Segmentation data →
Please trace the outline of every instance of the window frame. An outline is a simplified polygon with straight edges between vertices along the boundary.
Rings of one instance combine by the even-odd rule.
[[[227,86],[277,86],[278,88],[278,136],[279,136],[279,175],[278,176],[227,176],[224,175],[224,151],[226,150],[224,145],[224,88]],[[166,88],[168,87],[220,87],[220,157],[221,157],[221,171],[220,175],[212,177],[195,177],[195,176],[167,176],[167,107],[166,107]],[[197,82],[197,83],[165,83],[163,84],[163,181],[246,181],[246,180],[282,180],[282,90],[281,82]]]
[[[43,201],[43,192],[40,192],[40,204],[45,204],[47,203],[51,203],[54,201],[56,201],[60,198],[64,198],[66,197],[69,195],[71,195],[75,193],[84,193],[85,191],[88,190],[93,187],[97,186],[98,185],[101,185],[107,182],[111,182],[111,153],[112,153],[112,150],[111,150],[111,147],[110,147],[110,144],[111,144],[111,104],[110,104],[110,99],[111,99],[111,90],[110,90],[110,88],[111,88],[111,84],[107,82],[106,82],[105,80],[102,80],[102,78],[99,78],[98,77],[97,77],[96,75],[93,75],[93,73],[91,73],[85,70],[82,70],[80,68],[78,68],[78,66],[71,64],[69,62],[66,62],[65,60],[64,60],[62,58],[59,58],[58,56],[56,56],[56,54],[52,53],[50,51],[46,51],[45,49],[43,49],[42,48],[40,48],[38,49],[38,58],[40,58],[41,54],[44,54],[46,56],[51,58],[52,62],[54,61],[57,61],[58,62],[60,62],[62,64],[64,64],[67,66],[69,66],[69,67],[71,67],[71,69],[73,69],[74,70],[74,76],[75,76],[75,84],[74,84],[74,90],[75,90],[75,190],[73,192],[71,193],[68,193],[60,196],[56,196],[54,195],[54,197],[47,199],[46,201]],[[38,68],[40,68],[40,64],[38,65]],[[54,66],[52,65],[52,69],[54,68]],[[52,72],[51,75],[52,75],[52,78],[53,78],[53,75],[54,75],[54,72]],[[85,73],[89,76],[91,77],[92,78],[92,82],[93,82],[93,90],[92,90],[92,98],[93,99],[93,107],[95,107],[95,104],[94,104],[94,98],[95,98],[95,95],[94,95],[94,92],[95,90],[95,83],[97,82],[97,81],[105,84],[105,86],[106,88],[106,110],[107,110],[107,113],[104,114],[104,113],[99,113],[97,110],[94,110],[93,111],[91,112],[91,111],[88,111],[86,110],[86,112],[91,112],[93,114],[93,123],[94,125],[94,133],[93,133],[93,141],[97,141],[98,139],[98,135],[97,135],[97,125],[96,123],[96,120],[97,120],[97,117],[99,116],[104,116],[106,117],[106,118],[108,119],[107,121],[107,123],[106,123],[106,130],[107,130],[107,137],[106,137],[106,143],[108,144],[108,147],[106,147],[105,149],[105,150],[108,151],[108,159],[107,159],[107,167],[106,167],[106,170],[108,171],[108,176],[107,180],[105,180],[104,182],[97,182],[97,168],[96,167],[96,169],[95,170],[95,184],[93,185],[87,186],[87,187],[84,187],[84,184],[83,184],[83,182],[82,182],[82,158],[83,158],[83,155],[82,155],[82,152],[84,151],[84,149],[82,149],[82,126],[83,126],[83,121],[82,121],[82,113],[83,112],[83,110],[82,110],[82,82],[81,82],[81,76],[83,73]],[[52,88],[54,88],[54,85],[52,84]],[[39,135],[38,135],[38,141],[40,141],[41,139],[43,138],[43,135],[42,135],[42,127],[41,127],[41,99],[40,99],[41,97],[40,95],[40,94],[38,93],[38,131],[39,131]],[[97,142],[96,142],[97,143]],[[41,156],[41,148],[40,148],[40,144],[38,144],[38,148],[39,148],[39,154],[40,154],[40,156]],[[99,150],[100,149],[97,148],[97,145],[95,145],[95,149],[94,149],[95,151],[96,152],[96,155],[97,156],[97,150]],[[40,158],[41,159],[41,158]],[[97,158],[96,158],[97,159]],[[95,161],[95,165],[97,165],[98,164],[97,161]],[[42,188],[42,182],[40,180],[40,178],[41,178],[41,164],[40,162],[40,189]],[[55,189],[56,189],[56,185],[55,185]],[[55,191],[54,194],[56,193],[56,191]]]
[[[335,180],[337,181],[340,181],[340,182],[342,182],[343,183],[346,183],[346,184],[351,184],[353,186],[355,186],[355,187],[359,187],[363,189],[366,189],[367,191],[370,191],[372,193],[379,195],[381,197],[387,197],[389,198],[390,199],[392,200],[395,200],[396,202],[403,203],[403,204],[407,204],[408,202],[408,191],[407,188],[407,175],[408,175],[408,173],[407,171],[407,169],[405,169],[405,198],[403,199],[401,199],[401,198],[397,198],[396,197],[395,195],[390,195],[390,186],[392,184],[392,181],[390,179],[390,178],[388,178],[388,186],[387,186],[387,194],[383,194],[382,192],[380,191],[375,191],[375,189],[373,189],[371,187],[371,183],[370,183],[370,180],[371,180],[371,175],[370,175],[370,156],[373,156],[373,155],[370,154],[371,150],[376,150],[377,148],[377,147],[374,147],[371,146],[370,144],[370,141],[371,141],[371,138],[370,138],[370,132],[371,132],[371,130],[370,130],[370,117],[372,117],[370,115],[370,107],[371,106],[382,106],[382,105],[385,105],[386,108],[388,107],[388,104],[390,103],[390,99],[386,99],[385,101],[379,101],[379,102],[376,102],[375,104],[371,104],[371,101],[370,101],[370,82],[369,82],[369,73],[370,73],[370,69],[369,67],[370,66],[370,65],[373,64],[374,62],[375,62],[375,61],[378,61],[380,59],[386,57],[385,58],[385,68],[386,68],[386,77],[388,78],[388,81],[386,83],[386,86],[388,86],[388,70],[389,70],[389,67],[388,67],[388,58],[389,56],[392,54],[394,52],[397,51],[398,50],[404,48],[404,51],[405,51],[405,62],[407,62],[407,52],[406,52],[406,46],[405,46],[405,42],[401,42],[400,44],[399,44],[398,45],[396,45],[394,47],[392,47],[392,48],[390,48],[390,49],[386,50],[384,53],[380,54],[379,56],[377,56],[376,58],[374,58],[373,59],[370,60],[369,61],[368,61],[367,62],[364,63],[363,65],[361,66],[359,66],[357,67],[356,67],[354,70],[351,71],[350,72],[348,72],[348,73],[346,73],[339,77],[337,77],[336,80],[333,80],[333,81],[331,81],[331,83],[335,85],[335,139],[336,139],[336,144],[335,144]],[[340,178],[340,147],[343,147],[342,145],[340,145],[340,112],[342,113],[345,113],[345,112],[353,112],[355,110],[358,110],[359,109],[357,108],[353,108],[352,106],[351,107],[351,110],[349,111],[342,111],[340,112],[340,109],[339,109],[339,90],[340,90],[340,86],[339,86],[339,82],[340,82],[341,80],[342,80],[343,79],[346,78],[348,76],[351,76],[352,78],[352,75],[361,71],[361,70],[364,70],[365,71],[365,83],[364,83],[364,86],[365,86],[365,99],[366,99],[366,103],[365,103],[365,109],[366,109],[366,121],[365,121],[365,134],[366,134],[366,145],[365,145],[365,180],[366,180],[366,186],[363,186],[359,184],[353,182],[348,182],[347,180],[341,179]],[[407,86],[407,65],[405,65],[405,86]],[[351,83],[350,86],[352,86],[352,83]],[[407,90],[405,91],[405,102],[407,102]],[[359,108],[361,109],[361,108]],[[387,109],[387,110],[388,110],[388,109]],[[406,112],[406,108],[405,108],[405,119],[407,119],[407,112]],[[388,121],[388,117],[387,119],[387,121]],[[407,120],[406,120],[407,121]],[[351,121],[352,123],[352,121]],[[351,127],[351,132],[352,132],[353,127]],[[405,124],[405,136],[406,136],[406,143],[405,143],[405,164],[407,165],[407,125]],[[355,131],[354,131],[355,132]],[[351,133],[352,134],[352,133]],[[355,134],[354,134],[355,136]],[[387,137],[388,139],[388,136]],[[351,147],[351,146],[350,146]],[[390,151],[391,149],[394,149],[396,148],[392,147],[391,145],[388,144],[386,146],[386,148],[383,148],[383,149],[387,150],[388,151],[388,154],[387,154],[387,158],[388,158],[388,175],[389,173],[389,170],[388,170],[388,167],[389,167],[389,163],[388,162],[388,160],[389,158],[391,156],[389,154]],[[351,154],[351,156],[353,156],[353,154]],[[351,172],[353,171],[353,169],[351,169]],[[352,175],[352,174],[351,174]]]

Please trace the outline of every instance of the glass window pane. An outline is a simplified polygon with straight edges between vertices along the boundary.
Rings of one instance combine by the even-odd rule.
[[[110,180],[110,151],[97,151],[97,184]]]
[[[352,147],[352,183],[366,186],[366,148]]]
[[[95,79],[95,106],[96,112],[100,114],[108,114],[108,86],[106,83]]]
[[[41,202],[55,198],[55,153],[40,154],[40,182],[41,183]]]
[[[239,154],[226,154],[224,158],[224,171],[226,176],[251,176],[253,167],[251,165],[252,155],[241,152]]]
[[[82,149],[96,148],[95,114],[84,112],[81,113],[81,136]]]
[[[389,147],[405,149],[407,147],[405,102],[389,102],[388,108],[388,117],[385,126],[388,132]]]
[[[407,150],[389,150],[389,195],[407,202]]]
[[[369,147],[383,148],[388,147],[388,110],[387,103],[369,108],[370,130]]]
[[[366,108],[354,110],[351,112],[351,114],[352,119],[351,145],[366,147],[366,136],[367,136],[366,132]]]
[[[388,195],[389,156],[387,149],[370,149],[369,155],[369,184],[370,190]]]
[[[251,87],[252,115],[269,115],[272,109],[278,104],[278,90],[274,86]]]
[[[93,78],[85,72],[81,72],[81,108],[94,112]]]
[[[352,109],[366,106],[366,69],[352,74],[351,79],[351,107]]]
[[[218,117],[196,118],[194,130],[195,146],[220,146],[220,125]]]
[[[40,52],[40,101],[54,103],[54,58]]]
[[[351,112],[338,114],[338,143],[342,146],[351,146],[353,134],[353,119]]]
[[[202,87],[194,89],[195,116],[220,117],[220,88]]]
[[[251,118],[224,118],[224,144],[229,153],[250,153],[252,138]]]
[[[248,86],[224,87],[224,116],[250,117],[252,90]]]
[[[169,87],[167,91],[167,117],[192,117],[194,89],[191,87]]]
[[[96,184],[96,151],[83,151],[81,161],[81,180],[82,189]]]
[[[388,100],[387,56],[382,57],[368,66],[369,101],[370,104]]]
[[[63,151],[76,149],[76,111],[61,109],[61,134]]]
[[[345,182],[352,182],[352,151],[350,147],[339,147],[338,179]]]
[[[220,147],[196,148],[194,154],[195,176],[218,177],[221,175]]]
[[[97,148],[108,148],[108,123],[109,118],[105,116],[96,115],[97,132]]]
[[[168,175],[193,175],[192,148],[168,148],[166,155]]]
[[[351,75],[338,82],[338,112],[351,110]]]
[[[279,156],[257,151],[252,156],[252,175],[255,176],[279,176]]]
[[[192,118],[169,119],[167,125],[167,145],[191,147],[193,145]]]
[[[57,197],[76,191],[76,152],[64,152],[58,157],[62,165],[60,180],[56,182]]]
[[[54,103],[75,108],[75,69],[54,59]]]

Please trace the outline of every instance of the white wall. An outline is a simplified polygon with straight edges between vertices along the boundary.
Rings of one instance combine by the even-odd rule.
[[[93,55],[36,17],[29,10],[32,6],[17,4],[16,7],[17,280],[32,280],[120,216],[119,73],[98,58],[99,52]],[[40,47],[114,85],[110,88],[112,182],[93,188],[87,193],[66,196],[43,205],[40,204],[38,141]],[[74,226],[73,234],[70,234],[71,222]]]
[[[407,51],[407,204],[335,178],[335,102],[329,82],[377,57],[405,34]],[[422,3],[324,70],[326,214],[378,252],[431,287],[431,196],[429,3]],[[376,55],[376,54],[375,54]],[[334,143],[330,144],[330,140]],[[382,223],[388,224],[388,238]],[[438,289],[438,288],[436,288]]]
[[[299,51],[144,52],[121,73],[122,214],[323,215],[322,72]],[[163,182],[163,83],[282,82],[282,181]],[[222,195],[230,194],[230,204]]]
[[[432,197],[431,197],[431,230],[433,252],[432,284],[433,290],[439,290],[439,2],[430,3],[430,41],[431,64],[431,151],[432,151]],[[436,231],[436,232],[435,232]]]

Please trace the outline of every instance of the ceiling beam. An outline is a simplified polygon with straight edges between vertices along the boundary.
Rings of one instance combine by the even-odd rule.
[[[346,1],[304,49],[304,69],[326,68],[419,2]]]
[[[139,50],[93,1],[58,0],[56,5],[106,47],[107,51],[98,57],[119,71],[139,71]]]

OBJECTIVE → Copy the listing word for word, starting at the line that contains "Please trace the outline of every instance of the ceiling" and ending at the final line of the listing.

ANSWER FOR THIS EXERCISE →
Please trace the outline of every instance of the ceiling beam. An outline is a simplified polygon with straight edges between vertices along the boundary.
Rings of one instance combine by the even-odd rule.
[[[346,1],[304,49],[304,69],[326,68],[419,2]]]
[[[139,50],[93,1],[58,0],[56,5],[106,47],[107,51],[98,57],[119,71],[139,71]]]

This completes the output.